Your goal:
Answer these from the graphing text:
1. What degree does it give for the polynomial?
2. What derivative of the function does it state?
3. What heading does step 02 carry?

** Start Text **

Use a graphing utility with a viewing rectangle large enough to show end behavior to graph each polynomial function. $$f(x)=-x^{4}+8 x^{3}+4 x^{2}+2$$

Short Answer

Expert verified
The graph of the function \(f(x) = -x^{4} + 8x^{3} + 4x^{2} + 2\) starts from the top left (positive infinity), turns at points (0, 2) and (2, 10), and ends towards bottom right (negative infinity).

Step by step solution

01

Define the Function

The polynomial given is \(f(x)=-x^{4}+8 x^{3}+4 x^{2}+2\). The degree of this polynomial is 4, which means it will have a few changes in direction if we look at its graph.
02

Identify Key Points

Find the derivative of the function to locate any critical points or inflection points. The derivative of the function is \(f'(x)=-4x^{3}+24x^{2}+8x\). Set this to zero to find the x-values where the graph changes direction. Solving the equation \(-4x^3 + 24x^2 + 8x = 0\) for x gives the roots as \(x=0\) and \(x=2\), which would be the turning points of the graph.

** End Text **
** Start Data records **

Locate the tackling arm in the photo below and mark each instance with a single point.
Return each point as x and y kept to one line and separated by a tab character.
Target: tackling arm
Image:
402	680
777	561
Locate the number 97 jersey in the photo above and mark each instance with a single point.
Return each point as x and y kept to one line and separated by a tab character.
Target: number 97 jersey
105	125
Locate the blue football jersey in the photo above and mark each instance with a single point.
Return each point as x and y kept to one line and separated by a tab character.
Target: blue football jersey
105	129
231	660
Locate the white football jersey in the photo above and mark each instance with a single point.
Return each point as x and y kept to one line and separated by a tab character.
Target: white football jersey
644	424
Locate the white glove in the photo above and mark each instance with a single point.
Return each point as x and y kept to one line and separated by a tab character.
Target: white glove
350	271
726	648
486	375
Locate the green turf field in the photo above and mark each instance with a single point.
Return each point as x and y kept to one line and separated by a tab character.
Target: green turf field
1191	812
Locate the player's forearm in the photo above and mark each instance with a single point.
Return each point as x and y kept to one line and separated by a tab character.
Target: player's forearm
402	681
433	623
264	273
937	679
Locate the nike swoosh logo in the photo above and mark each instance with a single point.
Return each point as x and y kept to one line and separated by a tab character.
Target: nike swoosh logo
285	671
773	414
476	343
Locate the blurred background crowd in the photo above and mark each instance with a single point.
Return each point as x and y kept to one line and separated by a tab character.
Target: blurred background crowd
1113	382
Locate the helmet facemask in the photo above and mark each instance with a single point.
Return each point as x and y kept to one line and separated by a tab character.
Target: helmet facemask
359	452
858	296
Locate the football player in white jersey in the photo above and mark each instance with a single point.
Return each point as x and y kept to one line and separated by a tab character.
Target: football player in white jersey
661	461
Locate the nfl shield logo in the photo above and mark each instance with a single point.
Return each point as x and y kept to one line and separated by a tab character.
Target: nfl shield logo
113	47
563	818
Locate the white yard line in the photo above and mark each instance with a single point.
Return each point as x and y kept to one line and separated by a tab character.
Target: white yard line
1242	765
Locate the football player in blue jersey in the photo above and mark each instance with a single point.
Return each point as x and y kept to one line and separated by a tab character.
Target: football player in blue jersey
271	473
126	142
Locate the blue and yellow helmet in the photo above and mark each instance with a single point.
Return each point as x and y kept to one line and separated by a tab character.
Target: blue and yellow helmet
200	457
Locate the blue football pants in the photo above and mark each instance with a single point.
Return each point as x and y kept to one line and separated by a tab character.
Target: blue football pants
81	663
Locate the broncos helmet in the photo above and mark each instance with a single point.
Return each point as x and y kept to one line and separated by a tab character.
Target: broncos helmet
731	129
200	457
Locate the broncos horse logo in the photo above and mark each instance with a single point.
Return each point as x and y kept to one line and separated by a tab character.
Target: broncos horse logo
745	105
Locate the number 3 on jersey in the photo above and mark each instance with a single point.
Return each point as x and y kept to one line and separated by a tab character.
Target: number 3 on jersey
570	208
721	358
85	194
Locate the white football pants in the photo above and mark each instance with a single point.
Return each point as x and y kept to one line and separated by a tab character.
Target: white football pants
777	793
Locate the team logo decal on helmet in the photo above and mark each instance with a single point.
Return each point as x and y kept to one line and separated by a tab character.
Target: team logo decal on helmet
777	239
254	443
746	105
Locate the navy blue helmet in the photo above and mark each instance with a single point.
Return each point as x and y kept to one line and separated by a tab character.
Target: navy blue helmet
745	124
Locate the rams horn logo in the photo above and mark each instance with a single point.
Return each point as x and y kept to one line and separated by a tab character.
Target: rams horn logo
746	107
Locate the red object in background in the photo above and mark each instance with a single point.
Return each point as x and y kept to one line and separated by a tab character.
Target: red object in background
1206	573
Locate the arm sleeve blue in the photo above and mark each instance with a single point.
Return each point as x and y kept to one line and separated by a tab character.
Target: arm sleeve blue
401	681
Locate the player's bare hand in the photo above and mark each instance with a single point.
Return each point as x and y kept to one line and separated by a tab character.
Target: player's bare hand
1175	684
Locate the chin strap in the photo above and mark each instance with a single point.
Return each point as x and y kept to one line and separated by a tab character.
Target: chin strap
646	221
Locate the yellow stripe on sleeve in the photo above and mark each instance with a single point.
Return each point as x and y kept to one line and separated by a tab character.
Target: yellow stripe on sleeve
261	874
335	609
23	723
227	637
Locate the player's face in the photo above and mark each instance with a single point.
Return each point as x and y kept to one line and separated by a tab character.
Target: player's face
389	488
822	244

** End Data records **

Response to this exercise:
1. 4
2. f'(x) = -4x³ + 24x² + 8x
3. Identify Key Points